__Records provided__:
= = = = = = =

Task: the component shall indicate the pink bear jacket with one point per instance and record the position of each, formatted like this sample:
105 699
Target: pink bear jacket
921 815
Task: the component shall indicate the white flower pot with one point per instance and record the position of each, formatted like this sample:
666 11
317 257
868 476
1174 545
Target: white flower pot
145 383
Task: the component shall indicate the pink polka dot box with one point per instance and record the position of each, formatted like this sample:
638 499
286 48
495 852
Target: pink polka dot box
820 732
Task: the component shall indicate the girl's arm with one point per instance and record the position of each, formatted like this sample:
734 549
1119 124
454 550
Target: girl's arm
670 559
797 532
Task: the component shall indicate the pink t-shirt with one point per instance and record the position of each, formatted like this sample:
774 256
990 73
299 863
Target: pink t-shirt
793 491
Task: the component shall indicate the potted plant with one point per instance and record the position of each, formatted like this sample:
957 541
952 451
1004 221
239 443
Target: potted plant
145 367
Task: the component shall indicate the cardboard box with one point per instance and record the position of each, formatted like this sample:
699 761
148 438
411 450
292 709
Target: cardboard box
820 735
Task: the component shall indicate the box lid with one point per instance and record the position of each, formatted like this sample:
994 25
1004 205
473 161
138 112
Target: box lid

= = = = = = =

__What needs to be done__: Return the full listing. Keep each line exactly as it stands.

__Result for this task__:
Task: the component shall indicate the pink bear jacket with one point per instance and record the position of each, formatted like this sample:
105 699
Target: pink bear jacket
921 815
Task: the component shall indicate the white flower pot with one point per instance and record the position of each, formatted like this sample:
666 11
317 257
868 476
1174 545
Target: white flower pot
145 383
Task: the component shall indicate the pink polka dot box with one point per instance and record the position of each, formatted like this sample:
638 499
286 48
495 852
Target: pink polka dot box
820 732
Task: the component shall indicate the girl's arm with one point per instance and record the position of each, formatted like this sample:
734 549
1119 124
454 550
Target: girl's arm
670 559
797 532
Task: the component shall indicate the pink t-shirt with one point per instance and record the position of each, formatted like this sample:
774 256
990 73
299 863
Target: pink t-shirt
793 491
Task: the component shall indicate the potted plant with one point per instance and record the position of each, formatted like this sample:
957 541
952 451
1004 221
239 443
Target: potted plant
145 367
Task: the component shall indicate the cardboard box with one point per instance and record the position of each, formatted like this sample:
699 761
148 438
411 450
292 709
Target: cardboard box
820 735
Task: the component shall indicate the box lid with one point per instance and record the position of each, formatted like this sample:
994 25
1004 205
473 161
138 112
Target: box lid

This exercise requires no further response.